Aunque la norma no está escrita, parece que la caducidad de nuestros máximos dirigentes es aproximadamente de dos legislaturas. Y no es mala norma, desde luego. Aznar fue el primero en ponerla en marcha en este país, aunque tuvo la delicadeza de hacer coincidir su decisión con la que tomaron poco después los ciudadanos en las urnas. Ahora es una realidad cada vez más extendida, casi no llegan a la meta de los ocho años cuando ya están políticamente agotados. La sociedad evoluciona más rápido que ellos y así se quedan obsoletos.

Zapatero inició su primera legislatura preparado para desarrollar una sociedad que estaba en la abundancia. Prefería negociar las alianzas nacionales e internacionales y alejarse todo lo posible del ardor guerrero, disminuir las discriminaciones ya fueran por sexo o por dependencia, y centrarse principalmente en política social. Pero en la segunda legislatura apareció la sombra de la crisis y todo cambió, se empeñó en conjurarla para que no existiera, la negó una y otra vez, hasta que la realidad se impuso sobre los deseos. Las circunstancias sociales cambiaron y la política ya no es de abundancia sino de supervivencia, algo para lo que no estaba preparado. Ahora vuelve el clamor del cambio, tanto de presidente como de partido, vuelve el voto conservador, pero a ser posible sin Rajoy, que también es un retrato de otros tiempos. Un problema de sucesión.

(Registros de origen)

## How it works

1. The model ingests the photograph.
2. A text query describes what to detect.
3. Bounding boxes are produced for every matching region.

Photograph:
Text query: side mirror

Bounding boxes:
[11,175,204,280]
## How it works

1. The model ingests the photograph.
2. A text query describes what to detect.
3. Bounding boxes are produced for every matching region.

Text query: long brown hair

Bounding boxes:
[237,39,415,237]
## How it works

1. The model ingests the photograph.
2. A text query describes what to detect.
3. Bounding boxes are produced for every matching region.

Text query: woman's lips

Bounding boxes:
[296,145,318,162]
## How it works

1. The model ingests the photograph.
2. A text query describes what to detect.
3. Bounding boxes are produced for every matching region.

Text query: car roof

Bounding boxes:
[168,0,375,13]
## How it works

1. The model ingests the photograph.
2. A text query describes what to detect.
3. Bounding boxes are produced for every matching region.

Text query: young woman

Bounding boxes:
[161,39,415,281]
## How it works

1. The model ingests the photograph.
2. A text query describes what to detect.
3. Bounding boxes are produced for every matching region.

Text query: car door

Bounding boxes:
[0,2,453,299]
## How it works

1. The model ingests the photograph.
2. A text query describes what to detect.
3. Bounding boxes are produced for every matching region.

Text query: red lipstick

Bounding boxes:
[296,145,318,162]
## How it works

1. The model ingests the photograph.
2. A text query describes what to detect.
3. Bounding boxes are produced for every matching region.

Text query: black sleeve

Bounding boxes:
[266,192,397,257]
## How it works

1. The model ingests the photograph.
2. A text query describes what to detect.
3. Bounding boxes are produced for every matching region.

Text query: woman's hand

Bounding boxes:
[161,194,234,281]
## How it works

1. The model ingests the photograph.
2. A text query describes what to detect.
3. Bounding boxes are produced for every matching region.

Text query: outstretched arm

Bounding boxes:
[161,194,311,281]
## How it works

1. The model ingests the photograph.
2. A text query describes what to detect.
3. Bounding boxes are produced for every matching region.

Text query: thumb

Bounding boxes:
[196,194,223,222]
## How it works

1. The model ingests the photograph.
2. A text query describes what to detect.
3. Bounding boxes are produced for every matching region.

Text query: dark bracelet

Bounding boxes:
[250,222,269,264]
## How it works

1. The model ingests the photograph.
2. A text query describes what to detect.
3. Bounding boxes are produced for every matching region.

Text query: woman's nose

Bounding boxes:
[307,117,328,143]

Reto
Escribe la continuación del texto sobre el desgaste de los presidentes tras dos legislaturas, empezando justo después de su última frase. El material no interviene en nada de lo que aquí se pide.

Respuesta
Camps tampoco soporta los ocho años. Los primeros fueron para defender la herencia que le correspondía, porque se la cedían a trozos, por partes, a regañadientes. Cuando al fin consiguió reunirla casi toda, en la segunda legislatura, se encontró que también heredaba los malos hábitos de gestión, salvo que ahora tenía toda la responsabilidad y no podía compartirla con sus mayores. Realmente una herencia envenenada. Llegaron las acusaciones, después los escándalos y, por último, la pérdida de reflejos. También aquí el voto es mayoritariamente conservador, el deseo imposible de regresar al pasado, pero Camps ya no es conservador, es un problema del presente. El resto de su tarea consiste en mantener el voto y pasar la herencia.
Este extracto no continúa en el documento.